Written task> How many lines in the material below contain the word "white"? Reply with the count alone.

Data shown>
# # # # #

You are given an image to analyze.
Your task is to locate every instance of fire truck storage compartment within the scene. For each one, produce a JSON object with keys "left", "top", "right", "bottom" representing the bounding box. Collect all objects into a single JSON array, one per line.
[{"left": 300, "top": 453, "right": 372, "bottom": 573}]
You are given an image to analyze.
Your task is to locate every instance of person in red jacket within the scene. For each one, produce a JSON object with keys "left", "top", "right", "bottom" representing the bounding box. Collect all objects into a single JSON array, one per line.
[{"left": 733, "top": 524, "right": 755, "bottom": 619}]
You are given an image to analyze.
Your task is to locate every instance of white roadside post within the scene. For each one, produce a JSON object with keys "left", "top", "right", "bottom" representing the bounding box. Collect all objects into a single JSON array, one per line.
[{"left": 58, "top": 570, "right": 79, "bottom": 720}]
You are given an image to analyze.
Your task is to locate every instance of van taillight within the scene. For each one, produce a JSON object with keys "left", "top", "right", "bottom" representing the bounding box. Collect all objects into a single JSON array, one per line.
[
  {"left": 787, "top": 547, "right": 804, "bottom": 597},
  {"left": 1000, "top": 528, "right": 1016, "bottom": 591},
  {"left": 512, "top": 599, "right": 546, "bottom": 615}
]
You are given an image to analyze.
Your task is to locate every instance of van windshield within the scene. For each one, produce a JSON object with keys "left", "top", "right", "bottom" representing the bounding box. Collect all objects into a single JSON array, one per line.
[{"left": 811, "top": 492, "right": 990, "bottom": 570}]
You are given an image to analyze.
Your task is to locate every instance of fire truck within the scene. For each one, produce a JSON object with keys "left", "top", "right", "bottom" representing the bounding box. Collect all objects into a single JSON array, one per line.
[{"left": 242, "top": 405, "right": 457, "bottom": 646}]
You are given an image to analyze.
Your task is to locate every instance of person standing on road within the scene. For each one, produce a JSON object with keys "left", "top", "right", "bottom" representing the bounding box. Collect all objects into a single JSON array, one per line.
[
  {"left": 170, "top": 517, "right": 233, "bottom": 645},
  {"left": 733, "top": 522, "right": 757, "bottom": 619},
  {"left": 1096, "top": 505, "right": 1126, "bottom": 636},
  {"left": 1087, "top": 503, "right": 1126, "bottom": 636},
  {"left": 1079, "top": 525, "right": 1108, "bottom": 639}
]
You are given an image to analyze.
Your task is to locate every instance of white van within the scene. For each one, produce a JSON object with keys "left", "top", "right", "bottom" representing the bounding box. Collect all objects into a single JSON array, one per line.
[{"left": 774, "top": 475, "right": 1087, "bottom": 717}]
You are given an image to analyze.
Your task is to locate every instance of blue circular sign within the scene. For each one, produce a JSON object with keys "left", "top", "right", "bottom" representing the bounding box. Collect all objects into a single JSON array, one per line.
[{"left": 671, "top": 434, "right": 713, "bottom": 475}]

# # # # #

Finished task> 2